Hi, I just wanted any advice my daughter will be going into year 10 in September she struggles a lot academically and also with the school environment, she is on the ASD pathway and struggles with social cues etc I feel that if she stayed in school for the next 2 years she would be find it extremely difficult and to be honest would really struggle to get anything like a grade 4 pass and feel her mental health would be low where if she was at home she could do functional skills level 2 and prob be a lot happier. I am just really torn with the social side of things she won't do groups etc which I feel is ok we have large family etc it's more understanding emotions and cues etc has anyone any advice please? ☺️

OP posts:
Saracen · 30/05/2025 18:34

My teenager has a learning disability (not autism) and I feel that home education has given her the opportunity to develop better social skills than if she were at school. In the wider world, outside of school, there is less jockeying for social position, less meanness, less exclusion. So she hasn't been subjected to that. Though some people will tell you that you can't wrap kids in cotton wool and they have to learn to stick up for themselves, I don't think they learn that by being chucked into an overwhelming situation with no one to guide them. Besides, it's doubtful that they will need to deal with such unpleasant behaviour as adults. Adults have more options, such as the choice to leave.

_Source excerpt_
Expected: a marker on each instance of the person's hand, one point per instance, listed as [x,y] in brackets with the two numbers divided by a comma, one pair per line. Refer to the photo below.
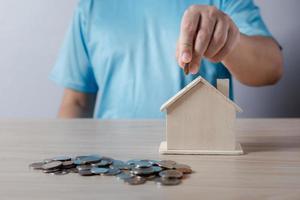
[205,32]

_Problem requirements_
Copy the stretch of the home-education forum thread from "My teenager has" through "choice to leave." word for word.

_Task response_
My teenager has a learning disability (not autism) and I feel that home education has given her the opportunity to develop better social skills than if she were at school. In the wider world, outside of school, there is less jockeying for social position, less meanness, less exclusion. So she hasn't been subjected to that. Though some people will tell you that you can't wrap kids in cotton wool and they have to learn to stick up for themselves, I don't think they learn that by being chucked into an overwhelming situation with no one to guide them. Besides, it's doubtful that they will need to deal with such unpleasant behaviour as adults. Adults have more options, such as the choice to leave.